> Dataset excerpts:
--

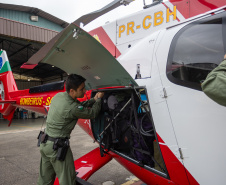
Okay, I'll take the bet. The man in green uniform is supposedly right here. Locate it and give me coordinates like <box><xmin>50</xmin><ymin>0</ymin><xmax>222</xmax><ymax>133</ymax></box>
<box><xmin>202</xmin><ymin>55</ymin><xmax>226</xmax><ymax>106</ymax></box>
<box><xmin>37</xmin><ymin>74</ymin><xmax>104</xmax><ymax>185</ymax></box>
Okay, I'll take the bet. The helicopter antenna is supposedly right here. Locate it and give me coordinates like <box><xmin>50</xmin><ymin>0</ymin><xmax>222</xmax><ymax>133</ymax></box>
<box><xmin>73</xmin><ymin>0</ymin><xmax>135</xmax><ymax>26</ymax></box>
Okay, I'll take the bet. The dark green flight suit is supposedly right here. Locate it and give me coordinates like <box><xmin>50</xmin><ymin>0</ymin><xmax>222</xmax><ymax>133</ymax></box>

--

> Task objective:
Can you return every one of the records above exactly as it stands, line for line, without the pictures?

> Reply:
Okay, I'll take the bet. The man in green uniform is supposedly right here. Locate it and give me coordinates like <box><xmin>50</xmin><ymin>0</ymin><xmax>222</xmax><ymax>133</ymax></box>
<box><xmin>202</xmin><ymin>55</ymin><xmax>226</xmax><ymax>106</ymax></box>
<box><xmin>37</xmin><ymin>74</ymin><xmax>104</xmax><ymax>185</ymax></box>
Okay, I'll take the bet. The helicopter antenna is supposedly right here. Locate it and give me coordinates like <box><xmin>50</xmin><ymin>0</ymin><xmax>222</xmax><ymax>133</ymax></box>
<box><xmin>73</xmin><ymin>0</ymin><xmax>135</xmax><ymax>26</ymax></box>
Okay, I'll take the bet. The dark green flight suit is supposedly right here. Locate it and give me coordinates like <box><xmin>50</xmin><ymin>0</ymin><xmax>222</xmax><ymax>133</ymax></box>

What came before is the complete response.